- **PROBLEM**:
Copy each of the lines below exactly as it appears, changing nothing.

- **GIVEN DATA**:
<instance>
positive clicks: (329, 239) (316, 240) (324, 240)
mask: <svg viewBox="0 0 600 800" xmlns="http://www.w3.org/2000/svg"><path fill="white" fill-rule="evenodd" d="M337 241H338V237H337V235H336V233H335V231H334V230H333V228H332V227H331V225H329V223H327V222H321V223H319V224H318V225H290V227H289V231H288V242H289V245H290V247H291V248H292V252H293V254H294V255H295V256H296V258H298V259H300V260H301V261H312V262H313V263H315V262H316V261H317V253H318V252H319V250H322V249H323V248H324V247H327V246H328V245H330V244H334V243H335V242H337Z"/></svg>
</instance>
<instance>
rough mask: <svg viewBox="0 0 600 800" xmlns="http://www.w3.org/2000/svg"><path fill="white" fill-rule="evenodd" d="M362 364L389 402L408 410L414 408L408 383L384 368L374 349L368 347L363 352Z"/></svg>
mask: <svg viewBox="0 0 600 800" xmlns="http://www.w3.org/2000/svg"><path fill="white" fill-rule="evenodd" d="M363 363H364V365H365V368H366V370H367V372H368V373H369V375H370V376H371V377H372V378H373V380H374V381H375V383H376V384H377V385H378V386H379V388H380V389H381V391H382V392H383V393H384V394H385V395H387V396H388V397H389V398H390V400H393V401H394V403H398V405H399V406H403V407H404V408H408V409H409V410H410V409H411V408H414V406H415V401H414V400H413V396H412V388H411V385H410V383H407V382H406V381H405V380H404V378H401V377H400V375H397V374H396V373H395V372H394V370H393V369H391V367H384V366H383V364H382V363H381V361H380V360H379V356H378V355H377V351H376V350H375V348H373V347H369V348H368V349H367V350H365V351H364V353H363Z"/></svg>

- **REPLY**:
<instance>
positive clicks: (329, 239) (316, 240) (324, 240)
mask: <svg viewBox="0 0 600 800" xmlns="http://www.w3.org/2000/svg"><path fill="white" fill-rule="evenodd" d="M337 241H338V237H337V235H336V233H335V231H334V230H333V228H332V227H331V225H329V223H327V222H321V223H319V224H318V225H290V227H289V231H288V242H289V245H290V247H291V248H292V252H293V254H294V255H295V256H296V258H298V259H300V260H301V261H312V262H313V263H315V262H316V261H317V253H318V252H319V250H322V249H323V248H324V247H327V246H328V245H330V244H334V243H335V242H337Z"/></svg>
</instance>
<instance>
rough mask: <svg viewBox="0 0 600 800" xmlns="http://www.w3.org/2000/svg"><path fill="white" fill-rule="evenodd" d="M362 364L389 402L408 410L414 408L408 383L384 368L374 349L368 347L363 352Z"/></svg>
mask: <svg viewBox="0 0 600 800" xmlns="http://www.w3.org/2000/svg"><path fill="white" fill-rule="evenodd" d="M363 363H364V365H365V368H366V370H367V372H368V373H369V375H370V376H371V377H372V378H373V380H374V381H375V383H376V384H377V385H378V386H379V388H380V389H381V391H382V392H383V393H384V394H385V395H387V396H388V397H389V398H390V400H393V401H394V403H398V405H399V406H403V407H404V408H408V409H409V410H410V409H411V408H414V406H415V401H414V400H413V396H412V388H411V385H410V383H407V382H406V381H405V380H404V378H401V377H400V375H397V374H396V373H395V372H394V370H393V369H391V367H384V366H383V364H382V363H381V361H380V360H379V356H378V355H377V351H376V350H375V348H373V347H369V348H368V349H367V350H365V351H364V353H363Z"/></svg>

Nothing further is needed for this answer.